>> begin

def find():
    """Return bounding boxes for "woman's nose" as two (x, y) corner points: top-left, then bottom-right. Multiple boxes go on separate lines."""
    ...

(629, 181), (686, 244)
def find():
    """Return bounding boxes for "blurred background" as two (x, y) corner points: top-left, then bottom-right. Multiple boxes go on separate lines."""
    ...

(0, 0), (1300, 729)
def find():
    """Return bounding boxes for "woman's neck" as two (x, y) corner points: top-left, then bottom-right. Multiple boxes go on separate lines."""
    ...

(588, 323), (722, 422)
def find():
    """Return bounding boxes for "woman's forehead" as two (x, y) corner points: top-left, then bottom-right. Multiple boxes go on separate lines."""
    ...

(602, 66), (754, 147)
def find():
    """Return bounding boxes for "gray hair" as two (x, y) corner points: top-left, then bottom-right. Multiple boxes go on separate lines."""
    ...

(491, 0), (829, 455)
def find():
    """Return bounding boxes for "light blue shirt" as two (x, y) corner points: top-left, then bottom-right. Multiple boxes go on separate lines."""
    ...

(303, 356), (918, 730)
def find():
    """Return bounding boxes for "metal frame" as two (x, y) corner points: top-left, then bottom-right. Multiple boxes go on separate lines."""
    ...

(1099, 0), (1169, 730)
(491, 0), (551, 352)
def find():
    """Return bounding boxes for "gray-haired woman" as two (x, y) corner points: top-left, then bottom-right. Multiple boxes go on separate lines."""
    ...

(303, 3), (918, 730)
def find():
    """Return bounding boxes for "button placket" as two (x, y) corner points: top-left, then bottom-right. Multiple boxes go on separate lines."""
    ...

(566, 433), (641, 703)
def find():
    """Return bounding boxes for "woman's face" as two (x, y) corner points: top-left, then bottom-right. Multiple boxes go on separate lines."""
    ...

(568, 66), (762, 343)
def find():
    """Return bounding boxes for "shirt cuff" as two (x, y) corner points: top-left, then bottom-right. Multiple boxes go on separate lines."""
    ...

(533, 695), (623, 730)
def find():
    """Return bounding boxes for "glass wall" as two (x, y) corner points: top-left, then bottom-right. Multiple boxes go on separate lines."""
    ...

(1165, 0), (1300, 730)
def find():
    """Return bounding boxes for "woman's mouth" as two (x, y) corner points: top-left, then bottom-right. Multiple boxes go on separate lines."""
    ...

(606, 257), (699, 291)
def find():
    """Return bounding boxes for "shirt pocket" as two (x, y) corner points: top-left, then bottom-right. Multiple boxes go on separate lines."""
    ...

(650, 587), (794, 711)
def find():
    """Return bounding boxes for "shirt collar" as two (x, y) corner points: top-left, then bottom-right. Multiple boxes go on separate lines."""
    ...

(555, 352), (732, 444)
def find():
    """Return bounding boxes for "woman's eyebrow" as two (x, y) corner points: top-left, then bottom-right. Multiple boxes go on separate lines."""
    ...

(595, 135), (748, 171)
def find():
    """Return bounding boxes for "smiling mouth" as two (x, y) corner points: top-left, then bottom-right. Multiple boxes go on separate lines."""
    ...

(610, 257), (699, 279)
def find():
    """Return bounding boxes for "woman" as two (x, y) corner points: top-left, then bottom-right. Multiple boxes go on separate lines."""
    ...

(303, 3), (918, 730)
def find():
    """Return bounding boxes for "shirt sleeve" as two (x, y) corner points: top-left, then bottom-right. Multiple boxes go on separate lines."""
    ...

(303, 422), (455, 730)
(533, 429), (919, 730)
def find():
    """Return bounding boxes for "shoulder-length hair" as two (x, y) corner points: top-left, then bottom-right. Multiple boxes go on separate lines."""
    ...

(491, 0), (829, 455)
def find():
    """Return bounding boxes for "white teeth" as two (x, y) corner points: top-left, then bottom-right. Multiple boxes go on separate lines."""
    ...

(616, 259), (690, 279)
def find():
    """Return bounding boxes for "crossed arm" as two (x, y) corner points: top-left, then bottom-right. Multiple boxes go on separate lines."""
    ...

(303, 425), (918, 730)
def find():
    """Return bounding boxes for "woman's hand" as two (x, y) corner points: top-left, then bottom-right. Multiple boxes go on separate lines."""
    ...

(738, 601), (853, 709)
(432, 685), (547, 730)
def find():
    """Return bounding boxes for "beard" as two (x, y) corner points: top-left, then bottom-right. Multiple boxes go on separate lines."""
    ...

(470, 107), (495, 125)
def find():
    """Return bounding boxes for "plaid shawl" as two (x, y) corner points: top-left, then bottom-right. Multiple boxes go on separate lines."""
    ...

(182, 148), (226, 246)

>> end

◆ GIVEN TASK
Pull out every line of the listing above that contains the word "mouth", and copy each one in full.

◆ CORRECT RESPONSE
    """Return bounding boxes for "woman's mouth" as two (x, y) corner points: top-left, then bottom-right. Multiple boxes go on separate lines."""
    """Return bounding boxes for "smiling mouth" as two (x, y) corner points: top-left, then bottom-right. Multiple boxes go on separate lines."""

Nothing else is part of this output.